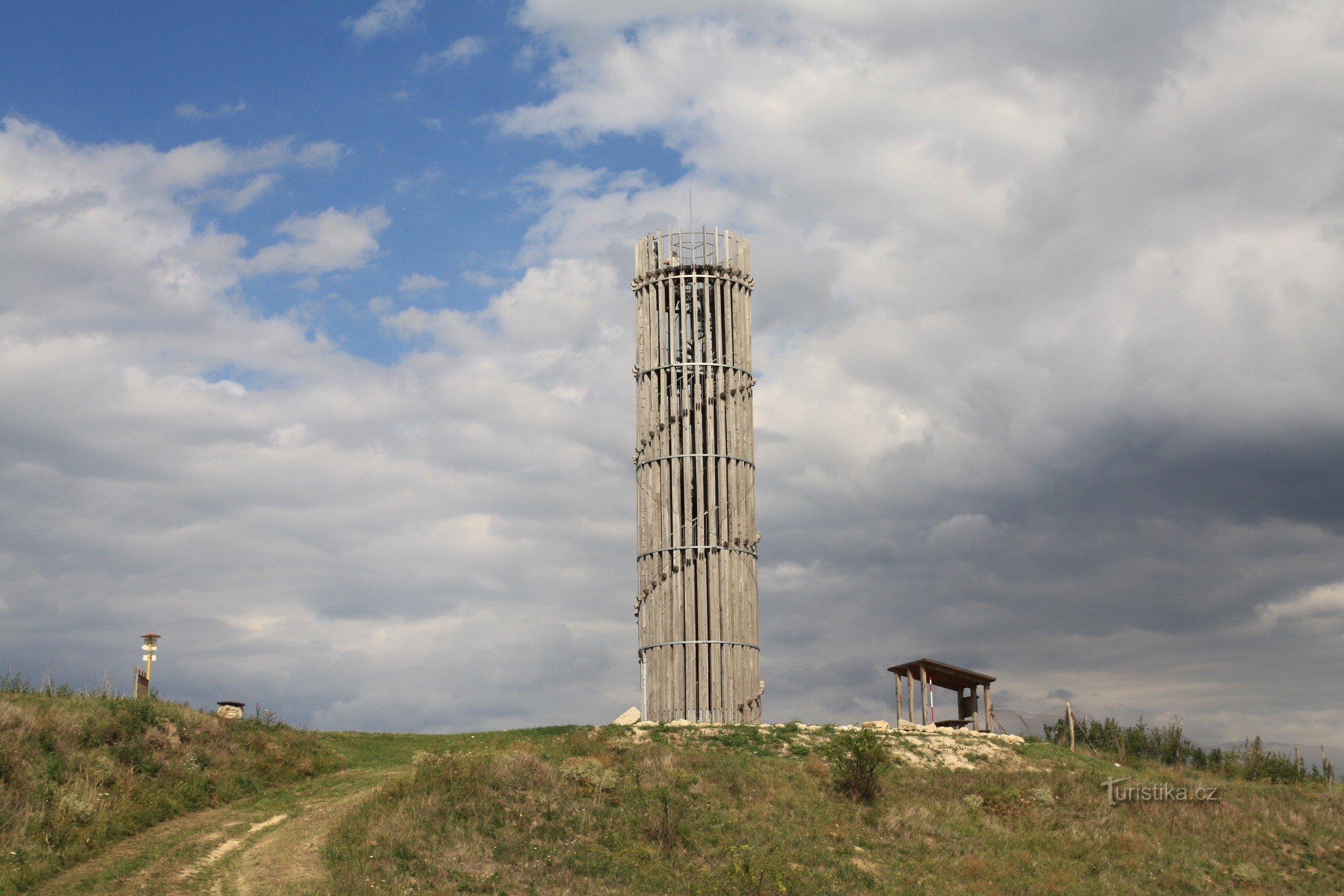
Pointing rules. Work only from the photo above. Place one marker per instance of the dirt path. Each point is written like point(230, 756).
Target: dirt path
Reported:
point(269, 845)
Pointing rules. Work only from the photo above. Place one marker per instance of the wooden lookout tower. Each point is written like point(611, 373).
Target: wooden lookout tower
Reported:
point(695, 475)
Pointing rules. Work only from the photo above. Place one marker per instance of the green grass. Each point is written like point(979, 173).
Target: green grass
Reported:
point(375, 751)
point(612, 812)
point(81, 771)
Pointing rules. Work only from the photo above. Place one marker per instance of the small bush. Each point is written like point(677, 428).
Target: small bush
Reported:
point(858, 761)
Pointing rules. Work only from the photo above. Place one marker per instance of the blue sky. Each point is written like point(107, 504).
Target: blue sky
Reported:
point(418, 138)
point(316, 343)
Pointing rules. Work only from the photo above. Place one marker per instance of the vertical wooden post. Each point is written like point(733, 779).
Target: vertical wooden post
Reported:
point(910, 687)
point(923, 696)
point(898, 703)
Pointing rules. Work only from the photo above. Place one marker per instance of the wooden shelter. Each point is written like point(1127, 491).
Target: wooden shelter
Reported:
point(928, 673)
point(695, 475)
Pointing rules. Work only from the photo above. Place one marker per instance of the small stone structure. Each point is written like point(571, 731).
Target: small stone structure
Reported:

- Exercise description
Write out every line above exactly, minus images.

- Worked solution
Pointing rules. Work only from the photo above. Place one marker per instance of the dirt path. Each point is written like point(230, 756).
Target: dirt path
Reported:
point(269, 845)
Pointing rules. Work only from the photo above. Place one marker per instance of the wooden lookout tower. Each point is written like point(611, 373).
Target: wooden lookout tower
Reported:
point(695, 475)
Pointing rules. Work only from the photo above. Place one marker per instance of the green grass. Each point is written like point(979, 173).
Target: green grass
Reported:
point(375, 751)
point(612, 812)
point(81, 771)
Pointing rules. Work only from the photo above. Place one marker per instance of the small bush. Each point is written like point(677, 428).
Target: small bush
Reported:
point(858, 761)
Pointing rules. Work only from the photo above. Place one marker per instance of the blue sky. Each point is written like point(107, 504).
Target: blue sky
Reported:
point(418, 138)
point(316, 343)
Pointing rules. Work only from the photo above. Place one marker per instance of the vertical wooden post. Each point is written like point(733, 779).
Target: vertical wooden post
Reported:
point(910, 687)
point(923, 696)
point(898, 703)
Pointing rules. Work only from the photo above. Place one marker per instance of the wooden shelter. Each point is written like point(1127, 491).
Target: wooden shelter
Reported:
point(928, 673)
point(695, 475)
Pointing rules. Work only from the photo above. Place one marker per instance of the small stone structure. Each point is written like point(571, 731).
Target: small stone structure
Reported:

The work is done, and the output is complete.